> Written exercise:
Which lines in the records below contain the string "slice" with the same capitalization? Extract each of those lines in full.

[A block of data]
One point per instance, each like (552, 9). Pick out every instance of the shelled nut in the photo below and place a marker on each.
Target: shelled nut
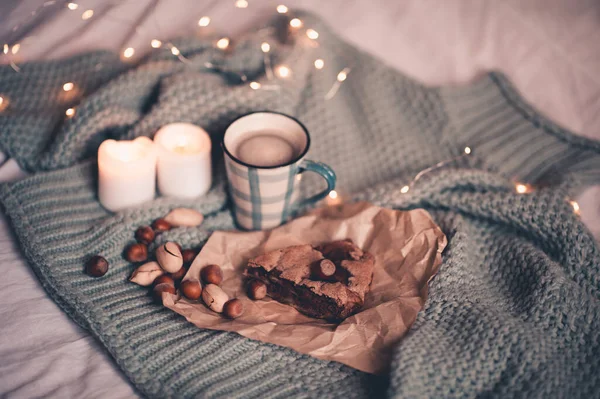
(214, 297)
(97, 266)
(323, 269)
(146, 274)
(191, 289)
(211, 274)
(145, 235)
(164, 279)
(136, 253)
(233, 308)
(158, 290)
(169, 257)
(161, 225)
(178, 275)
(188, 255)
(257, 289)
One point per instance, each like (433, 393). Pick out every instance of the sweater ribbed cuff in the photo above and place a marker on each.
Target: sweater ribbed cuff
(523, 145)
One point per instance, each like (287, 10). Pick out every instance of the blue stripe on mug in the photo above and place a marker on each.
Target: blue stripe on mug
(288, 194)
(264, 200)
(266, 216)
(267, 178)
(255, 198)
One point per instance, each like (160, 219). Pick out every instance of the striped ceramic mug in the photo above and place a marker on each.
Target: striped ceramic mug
(265, 196)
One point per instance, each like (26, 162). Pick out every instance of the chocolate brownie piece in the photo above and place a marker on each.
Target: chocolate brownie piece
(288, 274)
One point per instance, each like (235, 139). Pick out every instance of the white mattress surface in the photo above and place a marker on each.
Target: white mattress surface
(548, 48)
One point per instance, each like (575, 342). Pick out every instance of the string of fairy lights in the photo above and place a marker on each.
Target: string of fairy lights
(272, 73)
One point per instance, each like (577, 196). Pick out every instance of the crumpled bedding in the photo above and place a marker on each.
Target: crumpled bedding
(47, 354)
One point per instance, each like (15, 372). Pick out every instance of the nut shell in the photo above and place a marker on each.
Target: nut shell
(97, 266)
(161, 225)
(136, 253)
(145, 235)
(188, 256)
(257, 289)
(146, 274)
(164, 279)
(178, 275)
(191, 289)
(211, 274)
(159, 289)
(323, 269)
(169, 257)
(214, 297)
(233, 308)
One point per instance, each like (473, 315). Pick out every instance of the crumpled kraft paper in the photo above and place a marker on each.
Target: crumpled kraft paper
(407, 246)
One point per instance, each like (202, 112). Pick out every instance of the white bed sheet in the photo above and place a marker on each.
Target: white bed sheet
(547, 47)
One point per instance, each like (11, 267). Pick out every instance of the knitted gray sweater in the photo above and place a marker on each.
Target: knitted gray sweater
(513, 311)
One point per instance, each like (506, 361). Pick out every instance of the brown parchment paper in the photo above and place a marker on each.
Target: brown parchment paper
(407, 247)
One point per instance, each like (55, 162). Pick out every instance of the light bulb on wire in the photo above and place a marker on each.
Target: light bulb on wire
(204, 21)
(283, 71)
(312, 34)
(575, 206)
(223, 43)
(128, 52)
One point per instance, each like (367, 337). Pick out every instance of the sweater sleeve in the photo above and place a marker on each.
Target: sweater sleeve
(508, 136)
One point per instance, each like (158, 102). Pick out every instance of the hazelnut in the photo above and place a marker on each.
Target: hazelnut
(233, 308)
(136, 253)
(158, 290)
(323, 269)
(211, 274)
(145, 235)
(188, 256)
(97, 266)
(178, 275)
(191, 289)
(169, 257)
(257, 289)
(160, 225)
(164, 279)
(146, 274)
(214, 297)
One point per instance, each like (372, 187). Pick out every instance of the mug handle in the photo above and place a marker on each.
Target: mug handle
(325, 171)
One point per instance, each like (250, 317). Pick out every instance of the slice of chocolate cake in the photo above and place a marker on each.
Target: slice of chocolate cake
(289, 274)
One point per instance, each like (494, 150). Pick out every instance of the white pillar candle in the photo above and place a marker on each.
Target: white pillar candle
(126, 173)
(184, 161)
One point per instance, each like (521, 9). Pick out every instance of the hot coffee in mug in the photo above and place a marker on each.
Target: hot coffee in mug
(264, 151)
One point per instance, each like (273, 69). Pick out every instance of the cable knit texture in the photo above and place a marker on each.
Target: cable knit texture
(512, 313)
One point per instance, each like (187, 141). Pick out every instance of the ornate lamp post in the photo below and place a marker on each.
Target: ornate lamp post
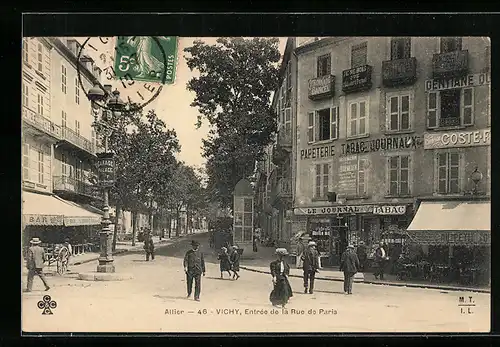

> Exercise solution:
One point per instance, each like (250, 317). Pick out every instance of the slice of chocolate cake in the photo above and place a marker on each.
Target: slice of chocolate cake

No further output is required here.